**Aim of the task:**
Pick out every line in the items below that contains the word "stone", and copy each of those lines.

═════ Available data

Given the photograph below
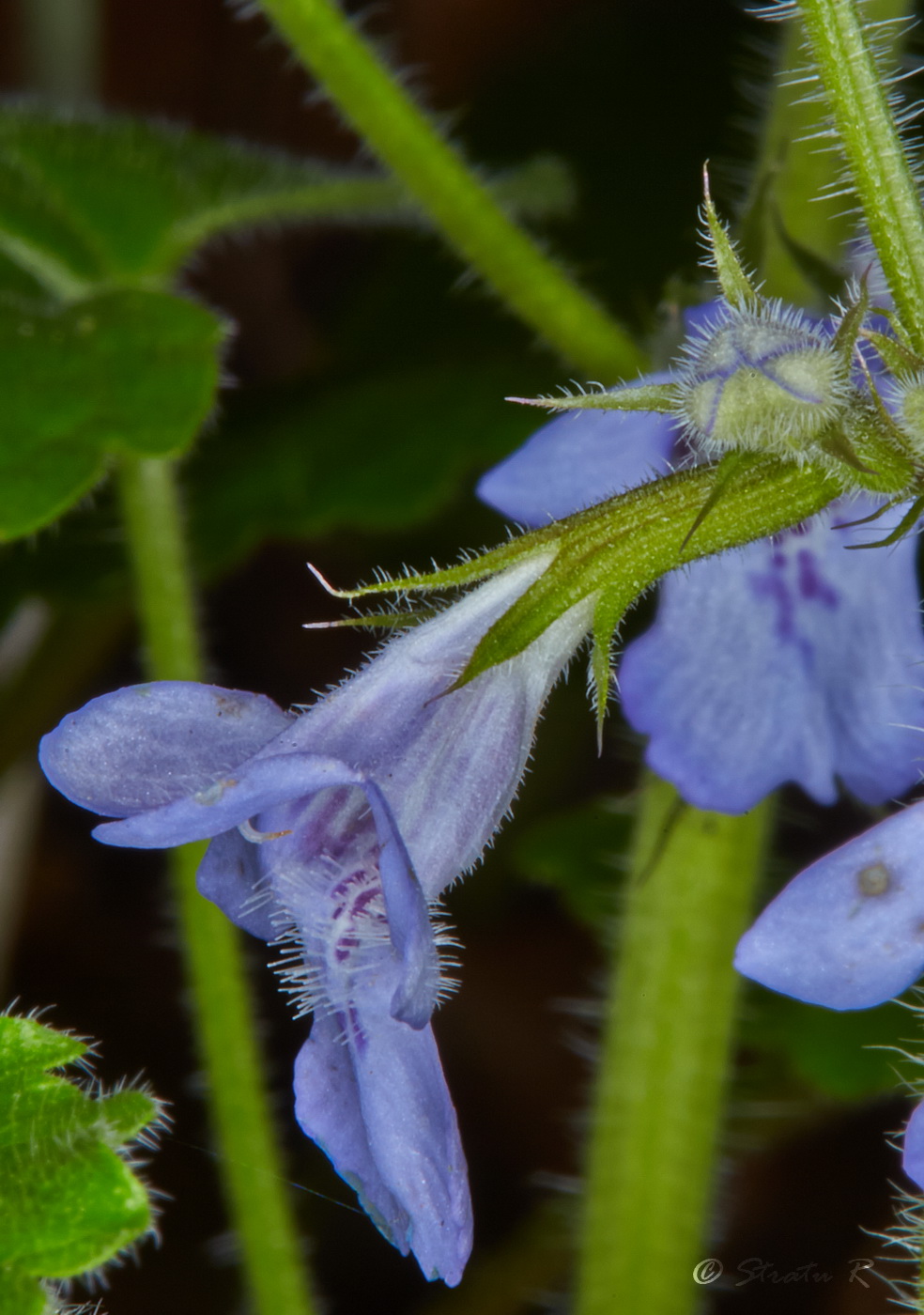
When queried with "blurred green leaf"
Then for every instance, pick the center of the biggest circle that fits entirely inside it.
(374, 453)
(847, 1056)
(69, 1200)
(91, 201)
(581, 852)
(121, 372)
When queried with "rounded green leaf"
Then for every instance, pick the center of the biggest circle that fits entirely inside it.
(121, 372)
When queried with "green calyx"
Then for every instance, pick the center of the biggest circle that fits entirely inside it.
(612, 552)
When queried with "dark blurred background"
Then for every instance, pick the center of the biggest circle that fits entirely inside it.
(632, 96)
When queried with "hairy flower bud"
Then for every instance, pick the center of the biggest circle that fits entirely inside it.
(907, 397)
(762, 379)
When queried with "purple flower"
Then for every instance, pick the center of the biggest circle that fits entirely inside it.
(332, 834)
(792, 659)
(913, 1147)
(848, 933)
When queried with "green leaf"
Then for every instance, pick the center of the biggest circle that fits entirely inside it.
(121, 372)
(848, 1056)
(69, 1200)
(20, 1294)
(374, 453)
(581, 854)
(89, 201)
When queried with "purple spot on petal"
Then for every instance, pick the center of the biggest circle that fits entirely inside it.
(812, 585)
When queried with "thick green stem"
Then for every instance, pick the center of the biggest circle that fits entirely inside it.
(665, 1056)
(252, 1167)
(873, 148)
(463, 209)
(794, 216)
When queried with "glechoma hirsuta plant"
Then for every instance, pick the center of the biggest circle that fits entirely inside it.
(331, 832)
(794, 440)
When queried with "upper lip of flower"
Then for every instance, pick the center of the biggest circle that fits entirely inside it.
(177, 762)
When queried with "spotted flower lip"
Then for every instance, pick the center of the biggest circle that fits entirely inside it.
(331, 834)
(792, 659)
(848, 933)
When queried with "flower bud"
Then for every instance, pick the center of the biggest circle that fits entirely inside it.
(907, 398)
(762, 379)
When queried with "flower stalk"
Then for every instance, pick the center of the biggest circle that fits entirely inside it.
(664, 1059)
(252, 1168)
(462, 208)
(873, 147)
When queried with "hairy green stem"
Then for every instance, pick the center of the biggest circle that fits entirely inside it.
(873, 148)
(253, 1173)
(664, 1056)
(460, 207)
(794, 226)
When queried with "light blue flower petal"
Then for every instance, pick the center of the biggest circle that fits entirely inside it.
(144, 746)
(579, 457)
(449, 765)
(265, 782)
(377, 1105)
(913, 1147)
(789, 660)
(848, 933)
(230, 801)
(230, 877)
(329, 1111)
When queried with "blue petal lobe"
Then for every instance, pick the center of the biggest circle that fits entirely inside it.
(230, 801)
(848, 933)
(377, 1105)
(408, 920)
(579, 457)
(913, 1147)
(792, 659)
(144, 746)
(230, 876)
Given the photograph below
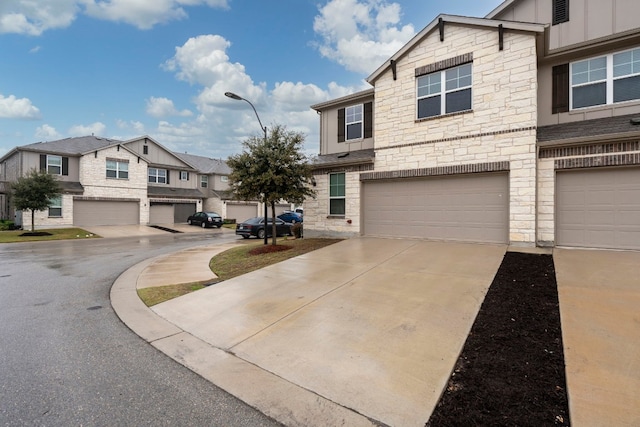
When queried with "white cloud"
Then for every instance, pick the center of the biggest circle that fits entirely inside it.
(163, 107)
(360, 35)
(18, 108)
(47, 133)
(96, 128)
(33, 17)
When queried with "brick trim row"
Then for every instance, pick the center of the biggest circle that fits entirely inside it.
(352, 168)
(459, 138)
(597, 161)
(444, 64)
(105, 199)
(438, 171)
(585, 150)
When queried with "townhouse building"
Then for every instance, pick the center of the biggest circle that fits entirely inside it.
(519, 128)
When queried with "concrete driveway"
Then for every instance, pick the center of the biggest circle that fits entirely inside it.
(599, 293)
(366, 329)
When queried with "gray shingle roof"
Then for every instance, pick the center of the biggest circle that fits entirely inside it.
(350, 157)
(71, 146)
(205, 165)
(588, 128)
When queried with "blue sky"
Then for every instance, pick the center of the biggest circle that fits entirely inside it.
(125, 68)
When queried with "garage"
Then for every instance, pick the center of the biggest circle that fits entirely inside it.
(241, 211)
(182, 211)
(598, 208)
(470, 208)
(105, 212)
(161, 213)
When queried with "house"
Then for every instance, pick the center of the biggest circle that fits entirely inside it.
(111, 182)
(518, 128)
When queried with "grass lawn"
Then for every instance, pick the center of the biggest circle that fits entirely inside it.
(237, 261)
(50, 234)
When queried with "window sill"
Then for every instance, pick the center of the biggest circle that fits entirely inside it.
(457, 113)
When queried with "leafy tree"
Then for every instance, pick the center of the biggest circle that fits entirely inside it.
(34, 191)
(271, 169)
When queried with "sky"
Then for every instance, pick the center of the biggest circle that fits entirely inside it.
(126, 68)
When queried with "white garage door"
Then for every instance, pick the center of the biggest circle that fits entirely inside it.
(241, 211)
(473, 208)
(161, 214)
(104, 212)
(598, 208)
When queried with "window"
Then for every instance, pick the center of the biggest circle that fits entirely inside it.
(54, 165)
(353, 122)
(158, 176)
(560, 11)
(606, 79)
(436, 98)
(55, 207)
(117, 169)
(337, 194)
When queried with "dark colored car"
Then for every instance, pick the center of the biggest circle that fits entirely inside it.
(255, 227)
(205, 219)
(290, 217)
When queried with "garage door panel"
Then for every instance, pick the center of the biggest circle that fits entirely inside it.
(598, 208)
(462, 207)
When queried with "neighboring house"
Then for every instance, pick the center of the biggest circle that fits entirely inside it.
(111, 182)
(519, 128)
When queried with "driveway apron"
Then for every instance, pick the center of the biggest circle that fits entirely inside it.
(372, 325)
(599, 293)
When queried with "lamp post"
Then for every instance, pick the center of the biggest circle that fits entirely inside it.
(264, 129)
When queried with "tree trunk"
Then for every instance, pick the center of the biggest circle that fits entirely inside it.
(273, 223)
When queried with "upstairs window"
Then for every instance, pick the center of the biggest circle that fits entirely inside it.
(444, 92)
(54, 165)
(353, 122)
(560, 11)
(158, 176)
(606, 79)
(55, 207)
(117, 169)
(337, 194)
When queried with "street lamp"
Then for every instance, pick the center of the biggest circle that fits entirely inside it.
(264, 129)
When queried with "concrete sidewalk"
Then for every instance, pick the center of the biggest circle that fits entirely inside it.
(361, 332)
(367, 331)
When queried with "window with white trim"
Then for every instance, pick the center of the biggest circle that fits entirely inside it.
(54, 165)
(158, 176)
(605, 80)
(444, 92)
(117, 169)
(337, 200)
(55, 207)
(353, 122)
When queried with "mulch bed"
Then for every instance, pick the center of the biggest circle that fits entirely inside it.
(267, 249)
(511, 369)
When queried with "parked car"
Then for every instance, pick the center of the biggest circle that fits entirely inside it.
(255, 227)
(205, 219)
(290, 217)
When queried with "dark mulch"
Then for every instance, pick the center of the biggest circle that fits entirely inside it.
(511, 369)
(267, 249)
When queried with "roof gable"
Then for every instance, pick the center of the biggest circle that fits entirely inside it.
(443, 20)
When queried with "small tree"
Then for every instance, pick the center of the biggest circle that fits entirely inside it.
(34, 191)
(271, 170)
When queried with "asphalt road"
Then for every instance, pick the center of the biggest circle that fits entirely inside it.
(66, 358)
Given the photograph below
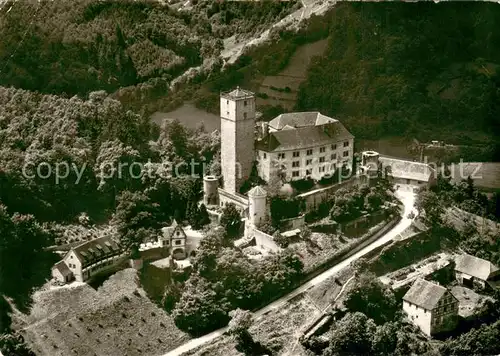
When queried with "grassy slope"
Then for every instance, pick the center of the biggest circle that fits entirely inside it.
(114, 320)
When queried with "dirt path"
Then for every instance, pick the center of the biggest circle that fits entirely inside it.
(408, 199)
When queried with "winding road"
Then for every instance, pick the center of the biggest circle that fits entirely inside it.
(408, 200)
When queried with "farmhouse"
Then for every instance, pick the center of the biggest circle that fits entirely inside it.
(473, 271)
(88, 258)
(431, 307)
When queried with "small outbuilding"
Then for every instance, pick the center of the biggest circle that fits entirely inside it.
(473, 271)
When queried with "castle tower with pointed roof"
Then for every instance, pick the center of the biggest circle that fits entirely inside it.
(237, 112)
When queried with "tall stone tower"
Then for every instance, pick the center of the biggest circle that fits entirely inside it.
(237, 112)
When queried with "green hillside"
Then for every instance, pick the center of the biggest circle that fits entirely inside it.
(78, 46)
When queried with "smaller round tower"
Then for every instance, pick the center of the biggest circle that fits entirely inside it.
(257, 207)
(210, 190)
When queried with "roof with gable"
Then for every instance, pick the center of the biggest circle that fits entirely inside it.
(425, 294)
(169, 231)
(62, 267)
(302, 130)
(474, 266)
(237, 93)
(407, 169)
(96, 249)
(257, 191)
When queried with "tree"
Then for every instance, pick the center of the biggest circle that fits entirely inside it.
(281, 240)
(371, 297)
(480, 341)
(241, 320)
(305, 233)
(231, 220)
(171, 296)
(24, 264)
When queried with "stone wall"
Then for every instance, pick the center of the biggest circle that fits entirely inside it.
(293, 223)
(239, 200)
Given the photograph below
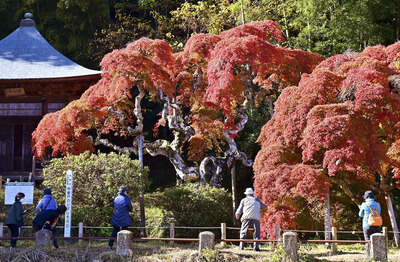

══════════

**The completed task:**
When queried with "tall stone tower"
When queried with "stone wall"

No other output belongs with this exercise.